* BEGIN *

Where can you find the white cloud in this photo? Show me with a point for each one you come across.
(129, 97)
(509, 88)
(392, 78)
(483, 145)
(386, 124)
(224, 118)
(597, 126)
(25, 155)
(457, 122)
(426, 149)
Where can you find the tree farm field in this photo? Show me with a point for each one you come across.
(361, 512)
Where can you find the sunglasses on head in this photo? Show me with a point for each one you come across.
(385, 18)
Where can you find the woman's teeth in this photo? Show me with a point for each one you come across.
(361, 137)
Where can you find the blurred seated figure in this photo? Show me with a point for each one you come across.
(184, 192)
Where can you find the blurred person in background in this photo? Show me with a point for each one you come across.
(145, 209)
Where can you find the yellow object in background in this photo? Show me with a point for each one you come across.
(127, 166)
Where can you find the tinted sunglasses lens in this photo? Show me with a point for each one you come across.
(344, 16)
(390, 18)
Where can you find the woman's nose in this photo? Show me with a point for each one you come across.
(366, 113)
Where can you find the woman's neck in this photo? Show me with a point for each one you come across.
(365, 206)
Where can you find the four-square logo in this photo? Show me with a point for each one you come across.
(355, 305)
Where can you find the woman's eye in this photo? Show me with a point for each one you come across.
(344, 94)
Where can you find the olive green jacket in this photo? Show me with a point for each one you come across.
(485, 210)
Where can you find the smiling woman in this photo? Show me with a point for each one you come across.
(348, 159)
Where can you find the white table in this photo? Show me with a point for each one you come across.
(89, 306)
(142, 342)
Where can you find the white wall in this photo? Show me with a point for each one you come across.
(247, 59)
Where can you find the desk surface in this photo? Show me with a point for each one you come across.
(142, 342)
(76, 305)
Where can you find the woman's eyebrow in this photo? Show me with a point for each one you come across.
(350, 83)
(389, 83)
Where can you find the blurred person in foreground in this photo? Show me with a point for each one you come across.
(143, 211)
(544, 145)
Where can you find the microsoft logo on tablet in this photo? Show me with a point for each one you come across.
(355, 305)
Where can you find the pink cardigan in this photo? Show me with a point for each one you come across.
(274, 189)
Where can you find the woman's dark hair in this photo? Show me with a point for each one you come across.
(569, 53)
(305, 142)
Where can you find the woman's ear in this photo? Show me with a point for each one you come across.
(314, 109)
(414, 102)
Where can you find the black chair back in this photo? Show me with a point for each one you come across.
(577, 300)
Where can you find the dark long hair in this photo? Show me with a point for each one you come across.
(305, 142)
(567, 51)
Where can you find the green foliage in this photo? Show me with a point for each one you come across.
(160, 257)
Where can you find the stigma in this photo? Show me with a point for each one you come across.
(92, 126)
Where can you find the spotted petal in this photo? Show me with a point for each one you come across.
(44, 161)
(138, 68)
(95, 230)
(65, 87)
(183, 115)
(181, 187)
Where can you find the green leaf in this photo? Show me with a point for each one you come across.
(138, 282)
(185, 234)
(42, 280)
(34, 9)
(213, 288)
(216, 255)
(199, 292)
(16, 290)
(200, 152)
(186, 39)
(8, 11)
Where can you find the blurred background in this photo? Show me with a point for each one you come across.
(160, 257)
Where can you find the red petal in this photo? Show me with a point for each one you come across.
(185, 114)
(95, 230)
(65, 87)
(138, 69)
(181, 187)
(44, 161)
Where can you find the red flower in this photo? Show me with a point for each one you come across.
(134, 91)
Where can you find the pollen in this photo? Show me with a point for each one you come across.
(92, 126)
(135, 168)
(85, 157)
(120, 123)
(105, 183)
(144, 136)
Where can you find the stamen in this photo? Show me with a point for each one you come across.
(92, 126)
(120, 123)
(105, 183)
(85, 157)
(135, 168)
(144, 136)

* END *

- **Objective**:
Please give back all of the records exactly as written.

- **Written reply**:
Where can you find the white cloud in this photo? Show me with a point for each one you come across.
(129, 97)
(509, 88)
(392, 78)
(483, 145)
(386, 124)
(224, 118)
(597, 126)
(25, 155)
(457, 122)
(426, 149)
Where can you find the tree farm field in this photo? Show me with a point for each one you come across.
(361, 512)
Where can you find the sunglasses on head in this photo? Show me with a point for each one you come across.
(385, 18)
Where can you find the woman's teeth in this photo? Show me with a point for each one you come across.
(361, 137)
Where can you find the blurred seated figure in this photo? Show me with a point for each one you come across.
(184, 192)
Where can you find the blurred person in background in this photo? Show me with a point for each one you come across.
(145, 209)
Where can you find the yellow object in background in this photo? Show me with a point for each one you come across.
(127, 166)
Where can you find the tinted sunglasses lens in this photo? Show me with a point for each one you come across.
(344, 16)
(390, 18)
Where can you find the woman's nose in this photo? Show me with a point for each one you come across.
(366, 113)
Where can you find the woman's neck in this photo? Show me with a point for each one you come across.
(365, 206)
Where can you find the four-square logo in this photo? Show me with a point for each one you come across.
(355, 305)
Where can you find the woman's eye in this photo? Show me with a point for each one you come across.
(344, 94)
Where can you find the olive green jacket in this photo? Show me with a point for each one you come across.
(485, 210)
Where can you find the smiling woman in this photo? Show me with a point for each one you come across.
(348, 159)
Where can you find the white table in this photo? Show me with a point for each one you come across.
(89, 306)
(142, 342)
Where can you find the white wall in this photo? Show me with a point for each one you come across.
(247, 59)
Where can you find the desk surface in this photo? Show me with a point for each one you come across.
(142, 342)
(76, 305)
Where can you find the woman's eyebrow in this photo? Show me with a point for each one you come across.
(350, 83)
(389, 83)
Where can you find the blurred person in foreground in this photo? Show me with a point for each one you come across.
(143, 211)
(544, 145)
Where can you find the microsoft logo on tablet in this photo? Show me with a point for each one you come across.
(355, 305)
Where can you find the pink cardigan in this photo? Show me with a point for each one you come across.
(274, 189)
Where can you find the woman's dark hair in this photo? Show me with a point for each one you come across.
(569, 53)
(305, 142)
Where can you find the woman's ear in this photo? Show me with a point for each one you come across.
(314, 109)
(414, 102)
Where can you find the black chair back in this photo? Show me with a point for each one you come across.
(577, 300)
Where can you find the dark long hair in this photo? Show me with a point for each one you come across.
(305, 142)
(567, 51)
Where can you find the green foliage in this photo? Show me with a point for each one you come across.
(160, 257)
Where can you find the stigma in this photo? Show me with a point for each one you come across.
(92, 126)
Where can you find the spotted petal in this photo? Show me with a point for each one you come across.
(44, 161)
(138, 68)
(95, 230)
(65, 87)
(183, 115)
(181, 187)
Where can you find the green leaf in this photo? Show me with a point for each one you come across.
(138, 282)
(185, 234)
(42, 280)
(34, 9)
(213, 288)
(216, 255)
(199, 292)
(16, 290)
(200, 152)
(186, 39)
(8, 11)
Where can you find the blurred background in this photo? Show me with a point for each one you come across.
(160, 257)
Where can you find the red petal in this photo? Show me with a point for each one you come across.
(185, 114)
(95, 230)
(65, 87)
(138, 69)
(181, 187)
(44, 161)
Where can you find the red flower in this photo? Show me with a point for each one you come across.
(134, 91)
Where can you find the pollen in this photo? Show me with a point for each one you come across.
(92, 126)
(135, 168)
(85, 157)
(120, 123)
(105, 183)
(144, 136)
Where can you find the stamen in this photo? Show me with a point for each one you come across.
(92, 126)
(120, 123)
(105, 183)
(85, 157)
(135, 168)
(144, 136)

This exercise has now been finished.